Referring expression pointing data
******************************
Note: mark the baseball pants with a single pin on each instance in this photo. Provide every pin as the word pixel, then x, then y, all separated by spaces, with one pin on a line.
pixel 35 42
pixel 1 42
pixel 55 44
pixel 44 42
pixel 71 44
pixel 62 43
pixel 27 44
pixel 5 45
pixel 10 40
******************************
__PROBLEM TO WORK ON__.
Every entry should be printed again exactly as written.

__SOLUTION__.
Note: mark the baseball pants with a single pin on each instance in this photo. Provide every pin as the word pixel, then x, then y, all separated by spaces, with one pin on a line.
pixel 35 42
pixel 1 42
pixel 55 44
pixel 44 42
pixel 71 44
pixel 62 43
pixel 27 44
pixel 5 45
pixel 10 40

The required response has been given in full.